───── 正文

PR HW3

1. 习题一(multi-dimension PCA)

img

符号表示:

\[\text{Cov}(x) = \frac{1}{N} \sum (x_i - \bar{x})(x_i - \bar{x})^T \]

在一维 PCA 降维中,我们有:

\[x_i \approx \bar{x} + \xi_1^T (x_i - \bar{x})\xi_1 \]

(a)

\(y_i = x_i - \xi_1^T (x_i - \bar{x})\xi_1\), 已知\(\text{Cov}(x) = \sum \lambda_i \xi_i \xi_i^T\),则有:

\(\bar{y}\)可以表示为

\[\bar{y} = \frac{1}{N} \sum (x_i - \xi_1^T (x_i - \bar{x})\xi_1) = \bar{x} - \xi_1^T (\bar{x} - \bar{x})\xi_1 = \bar{x} \]

同时由 ONB 特征向量定义,可得

\[x_i - \bar{x} = \sum_{j=1}^D \xi_j^T (x_i - \bar{x})\xi_j \]

于是,有

\[\text{Cov}(y) = \frac{1}{N} \sum_{i=1}^N (\sum_{j=2}^D \xi_j^T (x_i - \bar{x})\xi_j)(\sum_{j=2}^D \xi_j^T (x_i - \bar{x})\xi_j)^T \]

其中内部求和部分为

\[\frac{1}{N} \sum_{i=1}^N \sum_{j=2}^D \sum_{k=2}^D (\xi_j^T (x_i - \bar{x})) (\xi_k^T (x_i - \bar{x})) \xi_j \xi_k^T \\ = \sum_{j=2}^D \sum_{k=2}^D \xi_j \xi_j^T \frac{1}{N} \sum_{i=1}^N (x_i - \bar{x}) (x_i - \bar{x})^T \xi_k^T \xi_k^T\\= \sum_{j=2}^D \sum_{k=2}^D \xi_j \xi_j^T \text{Cov}(x) \xi_k \xi_k^T \\= \sum_{j=2}^D \sum_{k=2}^D \xi_j \xi_j^T \lambda_k \xi_k \xi_k^T = \sum_{j=2}^D \lambda_j \xi_j \xi_j^T \]

因此,在多维 PCA 降维中,\(\text{Cov}(y) = \sum_{j=2}^D \xi_j \xi_j^T\),即在降\(p\)维后,剩下的数据继续降维会沿着剩余特征值最大的方向。

(b)

验证(a)中的结论

2 习题二(瑞利商)

img

给定\(S_B\)\(S_W\)为两个\(n\times n\)的实对称矩阵,若存在\(\lambda\)使得\(S_Bw= \lambda S_W w\)则称\(\lambda\)为广义特征值。

──────────
───── 所给资料

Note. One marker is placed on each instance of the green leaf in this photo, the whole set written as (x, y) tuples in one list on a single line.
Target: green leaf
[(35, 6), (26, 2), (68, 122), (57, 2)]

──────────

▶ [任务目标]
判断以下三条说法是否与这篇 PCA 作业笔记相符。每条回答"是"或"否",并原样引用笔记中起决定作用的文字。
1. 习题一的标题表明它讨论的是一维 PCA。
2. (b)部分要求验证(a)中的结论。
3. 习题二的主题是瑞利商。

▶ [书面回答]
1. 否:"习题一(multi-dimension PCA)"
2. 是:"验证(a)中的结论"
3. 是:"2 习题二(瑞利商)"